__Task brief__.
Copy out the entire listing word for word.

__Exercise material__.
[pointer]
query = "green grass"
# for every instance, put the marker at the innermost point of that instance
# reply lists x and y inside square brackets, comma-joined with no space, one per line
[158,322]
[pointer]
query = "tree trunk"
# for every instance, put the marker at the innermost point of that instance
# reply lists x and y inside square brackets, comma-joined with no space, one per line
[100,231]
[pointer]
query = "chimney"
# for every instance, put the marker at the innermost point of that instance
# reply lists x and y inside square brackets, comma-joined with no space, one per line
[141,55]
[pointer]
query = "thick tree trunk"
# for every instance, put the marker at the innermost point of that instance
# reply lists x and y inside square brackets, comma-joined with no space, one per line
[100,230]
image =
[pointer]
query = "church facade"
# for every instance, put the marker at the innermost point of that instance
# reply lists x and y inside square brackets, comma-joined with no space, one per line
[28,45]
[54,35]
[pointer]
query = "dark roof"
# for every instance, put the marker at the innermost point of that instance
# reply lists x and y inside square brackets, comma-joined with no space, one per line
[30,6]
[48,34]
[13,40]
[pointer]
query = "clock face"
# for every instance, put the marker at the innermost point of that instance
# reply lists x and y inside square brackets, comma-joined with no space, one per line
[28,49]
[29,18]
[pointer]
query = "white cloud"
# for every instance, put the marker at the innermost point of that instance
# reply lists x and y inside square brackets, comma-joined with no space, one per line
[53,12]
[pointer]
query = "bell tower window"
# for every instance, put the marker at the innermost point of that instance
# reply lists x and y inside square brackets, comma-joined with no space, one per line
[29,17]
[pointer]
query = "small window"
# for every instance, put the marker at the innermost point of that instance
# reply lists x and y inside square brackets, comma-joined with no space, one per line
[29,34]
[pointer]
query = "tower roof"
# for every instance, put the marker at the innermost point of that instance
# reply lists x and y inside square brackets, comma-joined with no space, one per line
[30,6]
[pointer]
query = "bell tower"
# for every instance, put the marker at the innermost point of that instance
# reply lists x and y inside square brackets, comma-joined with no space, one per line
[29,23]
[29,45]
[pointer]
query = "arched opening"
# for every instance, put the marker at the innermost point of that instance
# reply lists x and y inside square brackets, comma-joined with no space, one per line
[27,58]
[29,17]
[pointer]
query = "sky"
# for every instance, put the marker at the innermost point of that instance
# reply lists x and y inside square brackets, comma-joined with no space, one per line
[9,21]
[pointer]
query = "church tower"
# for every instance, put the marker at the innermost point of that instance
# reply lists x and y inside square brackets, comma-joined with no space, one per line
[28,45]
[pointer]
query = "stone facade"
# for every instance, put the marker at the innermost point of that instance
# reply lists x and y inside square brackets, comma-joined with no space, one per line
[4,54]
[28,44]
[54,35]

__Expected answer__.
[pointer]
query = "green grass"
# for every instance, put the marker at the innermost point of that instance
# reply lists x and y inside square brackets, comma-joined with no space, one per line
[158,322]
[pointer]
query = "tree trunk"
# for every instance, put the marker at the innermost point of that instance
# reply lists x and y inside square brackets, comma-joined with no space, one per line
[100,231]
[pointer]
query = "chimney"
# for every instance, put the marker at the innermost point of that instance
# reply lists x and y inside square brackets, comma-joined with no space, one per line
[141,55]
[pointer]
query = "thick tree trunk"
# for every instance, put the marker at the innermost point of that instance
# reply lists x and y inside square brackets, comma-joined with no space, one per line
[100,230]
image =
[pointer]
query = "church facade"
# for every instance, put the marker at the innermost point of that instance
# reply lists x and y inside square brackets, comma-joined with no space, one per line
[28,45]
[54,35]
[pointer]
query = "dark roof"
# for every instance, put the marker at the innermost point of that instance
# reply lists x and y inside square brackets, comma-joined with no space, one per line
[30,6]
[48,34]
[13,40]
[pointer]
query = "clock face"
# for every instance, put the marker at the innermost point of that instance
# reply lists x and y inside square brackets, comma-joined with no space, one per line
[28,49]
[29,18]
[pointer]
query = "white cloud"
# for every instance, put the marker at the innermost point of that instance
# reply lists x and y inside square brackets, comma-joined with no space, one per line
[53,12]
[pointer]
query = "bell tower window"
# for every instance, put the marker at the innermost point of that instance
# reply lists x and y inside square brackets, comma-joined with no space, one per line
[29,17]
[pointer]
query = "small window"
# for every instance, put the marker at the innermost point of that instance
# reply lists x and y inside square brackets, comma-joined with no space, one per line
[29,34]
[pointer]
query = "tower roof"
# for every instance, put the marker at the innermost point of that instance
# reply lists x and y inside square brackets, comma-joined with no space, one per line
[30,6]
[pointer]
query = "bell tower"
# for every instance, put the marker at the innermost point of that instance
# reply lists x and y inside square brackets, comma-joined with no space, one per line
[29,23]
[29,45]
[pointer]
query = "arched opening"
# for every instance, put the marker at the innermost point of that instance
# reply lists x and y inside square brackets, comma-joined with no space, one per line
[27,58]
[29,17]
[pointer]
query = "sky"
# for every instance, put the marker at the innermost point of that instance
# reply lists x and y inside square brackets, comma-joined with no space, one per line
[9,21]
[pointer]
query = "church tower"
# for every instance, put the marker at the innermost point of that instance
# reply lists x and y inside square brackets, comma-joined with no space, one per line
[28,45]
[pointer]
query = "stone facade"
# for every instance, put the marker at the innermost point of that instance
# reply lists x and y inside square brackets, comma-joined with no space, one per line
[4,54]
[28,44]
[54,35]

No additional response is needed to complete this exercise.